Stored records -
·····
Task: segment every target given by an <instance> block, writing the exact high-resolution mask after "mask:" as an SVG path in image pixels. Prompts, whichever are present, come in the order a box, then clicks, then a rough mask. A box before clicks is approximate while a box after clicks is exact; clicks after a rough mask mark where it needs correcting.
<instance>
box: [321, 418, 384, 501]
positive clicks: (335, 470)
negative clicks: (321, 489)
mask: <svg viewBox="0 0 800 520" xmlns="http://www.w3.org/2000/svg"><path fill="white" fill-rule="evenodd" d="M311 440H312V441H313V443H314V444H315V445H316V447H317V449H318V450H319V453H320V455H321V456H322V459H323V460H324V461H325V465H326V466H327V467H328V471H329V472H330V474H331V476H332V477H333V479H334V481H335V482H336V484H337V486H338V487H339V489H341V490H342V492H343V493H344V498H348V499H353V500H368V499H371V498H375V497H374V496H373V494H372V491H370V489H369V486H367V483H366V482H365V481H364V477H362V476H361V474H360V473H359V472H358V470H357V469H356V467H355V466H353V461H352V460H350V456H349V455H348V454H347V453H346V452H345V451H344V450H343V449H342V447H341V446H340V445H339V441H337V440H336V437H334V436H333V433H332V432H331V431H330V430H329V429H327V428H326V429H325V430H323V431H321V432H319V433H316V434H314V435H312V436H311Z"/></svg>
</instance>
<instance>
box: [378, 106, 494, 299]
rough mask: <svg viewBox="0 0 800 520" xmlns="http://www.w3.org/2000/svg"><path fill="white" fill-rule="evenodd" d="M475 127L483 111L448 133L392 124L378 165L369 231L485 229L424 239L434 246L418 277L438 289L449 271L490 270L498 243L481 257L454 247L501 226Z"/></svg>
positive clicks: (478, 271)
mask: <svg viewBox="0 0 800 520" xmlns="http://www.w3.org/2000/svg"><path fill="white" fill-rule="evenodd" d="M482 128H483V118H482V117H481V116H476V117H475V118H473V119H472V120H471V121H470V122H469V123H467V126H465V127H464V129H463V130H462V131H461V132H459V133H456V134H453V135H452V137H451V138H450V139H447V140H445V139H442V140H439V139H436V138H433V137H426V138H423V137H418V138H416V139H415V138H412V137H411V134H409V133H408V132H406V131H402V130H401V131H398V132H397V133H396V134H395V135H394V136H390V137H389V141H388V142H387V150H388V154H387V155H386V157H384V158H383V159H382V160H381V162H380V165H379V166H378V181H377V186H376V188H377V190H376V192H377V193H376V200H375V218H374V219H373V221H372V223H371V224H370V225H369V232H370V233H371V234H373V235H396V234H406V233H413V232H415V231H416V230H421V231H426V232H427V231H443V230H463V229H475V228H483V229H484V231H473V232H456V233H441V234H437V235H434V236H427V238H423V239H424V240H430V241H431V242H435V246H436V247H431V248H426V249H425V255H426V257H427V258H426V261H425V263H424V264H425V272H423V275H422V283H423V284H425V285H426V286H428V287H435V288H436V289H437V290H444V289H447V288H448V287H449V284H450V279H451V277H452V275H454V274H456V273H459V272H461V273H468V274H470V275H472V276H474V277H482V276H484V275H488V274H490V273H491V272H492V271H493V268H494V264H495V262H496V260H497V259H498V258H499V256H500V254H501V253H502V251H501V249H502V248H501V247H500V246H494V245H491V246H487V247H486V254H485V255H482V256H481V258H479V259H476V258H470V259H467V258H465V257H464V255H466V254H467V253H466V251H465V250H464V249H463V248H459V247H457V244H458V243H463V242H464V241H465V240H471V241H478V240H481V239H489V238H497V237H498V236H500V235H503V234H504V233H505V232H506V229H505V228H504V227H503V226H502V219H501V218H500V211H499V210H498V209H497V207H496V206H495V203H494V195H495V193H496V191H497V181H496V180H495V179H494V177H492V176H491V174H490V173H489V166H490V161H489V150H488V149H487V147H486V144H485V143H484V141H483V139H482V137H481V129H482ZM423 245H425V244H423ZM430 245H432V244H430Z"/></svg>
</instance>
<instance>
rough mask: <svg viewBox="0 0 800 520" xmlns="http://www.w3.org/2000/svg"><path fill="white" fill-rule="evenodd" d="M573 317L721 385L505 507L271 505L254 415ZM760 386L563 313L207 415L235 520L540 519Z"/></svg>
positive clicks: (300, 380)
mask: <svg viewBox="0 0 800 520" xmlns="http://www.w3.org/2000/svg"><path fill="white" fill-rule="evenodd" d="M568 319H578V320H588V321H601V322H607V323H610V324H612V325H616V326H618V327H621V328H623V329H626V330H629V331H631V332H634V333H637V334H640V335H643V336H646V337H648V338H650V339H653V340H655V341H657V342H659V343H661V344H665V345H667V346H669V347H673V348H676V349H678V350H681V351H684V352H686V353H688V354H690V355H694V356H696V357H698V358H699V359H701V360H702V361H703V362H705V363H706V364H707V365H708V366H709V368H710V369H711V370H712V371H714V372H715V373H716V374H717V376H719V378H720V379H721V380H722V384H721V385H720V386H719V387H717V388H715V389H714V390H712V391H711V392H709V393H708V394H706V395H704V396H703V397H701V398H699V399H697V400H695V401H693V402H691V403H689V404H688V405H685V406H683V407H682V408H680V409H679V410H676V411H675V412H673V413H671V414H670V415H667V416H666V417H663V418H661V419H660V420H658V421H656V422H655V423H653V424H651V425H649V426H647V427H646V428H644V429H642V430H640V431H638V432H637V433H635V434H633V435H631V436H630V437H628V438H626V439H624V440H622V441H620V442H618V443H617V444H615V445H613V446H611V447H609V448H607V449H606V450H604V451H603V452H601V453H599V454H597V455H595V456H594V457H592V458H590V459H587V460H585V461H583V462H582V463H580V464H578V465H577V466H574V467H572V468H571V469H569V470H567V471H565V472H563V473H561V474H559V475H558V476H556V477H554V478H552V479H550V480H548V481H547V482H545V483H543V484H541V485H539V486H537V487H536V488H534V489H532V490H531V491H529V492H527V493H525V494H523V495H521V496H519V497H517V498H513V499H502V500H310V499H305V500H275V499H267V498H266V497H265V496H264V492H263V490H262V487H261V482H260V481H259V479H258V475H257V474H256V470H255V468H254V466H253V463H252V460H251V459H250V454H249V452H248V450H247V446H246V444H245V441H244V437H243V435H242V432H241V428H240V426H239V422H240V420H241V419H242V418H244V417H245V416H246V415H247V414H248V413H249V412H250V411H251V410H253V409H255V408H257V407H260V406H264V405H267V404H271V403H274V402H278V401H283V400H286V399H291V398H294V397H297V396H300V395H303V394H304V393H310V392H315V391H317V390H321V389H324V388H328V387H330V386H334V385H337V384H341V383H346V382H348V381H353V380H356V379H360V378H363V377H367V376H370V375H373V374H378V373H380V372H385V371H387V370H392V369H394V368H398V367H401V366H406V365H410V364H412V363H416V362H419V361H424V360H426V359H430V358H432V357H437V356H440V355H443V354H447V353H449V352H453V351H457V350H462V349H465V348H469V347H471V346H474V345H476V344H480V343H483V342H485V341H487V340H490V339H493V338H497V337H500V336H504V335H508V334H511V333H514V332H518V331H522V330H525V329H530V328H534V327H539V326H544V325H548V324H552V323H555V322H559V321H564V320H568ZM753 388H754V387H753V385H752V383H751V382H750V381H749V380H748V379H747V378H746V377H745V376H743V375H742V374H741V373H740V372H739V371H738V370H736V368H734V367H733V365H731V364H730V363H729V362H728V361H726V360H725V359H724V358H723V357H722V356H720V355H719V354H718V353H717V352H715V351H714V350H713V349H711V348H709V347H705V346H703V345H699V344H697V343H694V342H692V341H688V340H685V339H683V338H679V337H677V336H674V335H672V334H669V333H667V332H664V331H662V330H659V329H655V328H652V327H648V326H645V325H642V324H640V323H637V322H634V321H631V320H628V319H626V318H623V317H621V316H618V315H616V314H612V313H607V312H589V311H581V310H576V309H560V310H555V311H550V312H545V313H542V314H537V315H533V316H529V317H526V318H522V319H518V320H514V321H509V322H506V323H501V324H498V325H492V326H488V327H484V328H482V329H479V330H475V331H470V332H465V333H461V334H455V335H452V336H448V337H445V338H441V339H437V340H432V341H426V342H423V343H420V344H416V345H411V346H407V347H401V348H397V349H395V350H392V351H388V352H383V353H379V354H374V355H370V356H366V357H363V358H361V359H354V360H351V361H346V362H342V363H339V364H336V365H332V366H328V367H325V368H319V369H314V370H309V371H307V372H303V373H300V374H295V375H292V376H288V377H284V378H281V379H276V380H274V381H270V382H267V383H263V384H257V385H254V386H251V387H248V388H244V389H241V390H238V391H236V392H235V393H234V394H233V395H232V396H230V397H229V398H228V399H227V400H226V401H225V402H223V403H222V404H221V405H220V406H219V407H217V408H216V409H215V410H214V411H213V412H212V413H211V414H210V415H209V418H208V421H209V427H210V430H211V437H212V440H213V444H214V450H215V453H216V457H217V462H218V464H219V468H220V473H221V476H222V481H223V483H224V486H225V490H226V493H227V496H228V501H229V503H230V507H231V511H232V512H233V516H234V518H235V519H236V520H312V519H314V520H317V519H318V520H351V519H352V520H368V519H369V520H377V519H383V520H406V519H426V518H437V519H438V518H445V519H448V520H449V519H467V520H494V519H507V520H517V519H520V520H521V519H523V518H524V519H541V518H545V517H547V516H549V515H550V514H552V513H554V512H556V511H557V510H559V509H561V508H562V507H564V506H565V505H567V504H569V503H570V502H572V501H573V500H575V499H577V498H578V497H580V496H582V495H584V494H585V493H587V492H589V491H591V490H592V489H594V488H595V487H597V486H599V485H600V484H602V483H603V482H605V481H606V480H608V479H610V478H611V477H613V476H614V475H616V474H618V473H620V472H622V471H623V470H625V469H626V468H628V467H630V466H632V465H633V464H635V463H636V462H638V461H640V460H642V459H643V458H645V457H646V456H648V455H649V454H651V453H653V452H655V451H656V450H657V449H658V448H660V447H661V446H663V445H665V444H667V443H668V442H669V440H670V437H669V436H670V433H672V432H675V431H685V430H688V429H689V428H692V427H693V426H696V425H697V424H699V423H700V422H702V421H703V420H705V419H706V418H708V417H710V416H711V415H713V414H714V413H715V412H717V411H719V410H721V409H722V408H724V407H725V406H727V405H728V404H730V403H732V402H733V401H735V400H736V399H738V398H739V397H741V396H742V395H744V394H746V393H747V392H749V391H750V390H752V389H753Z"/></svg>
·····
ACTION ITEM - If a line of the data contains "rough", it counts; report the number of such lines and nothing else.

SOLUTION TO THIS EXERCISE - 3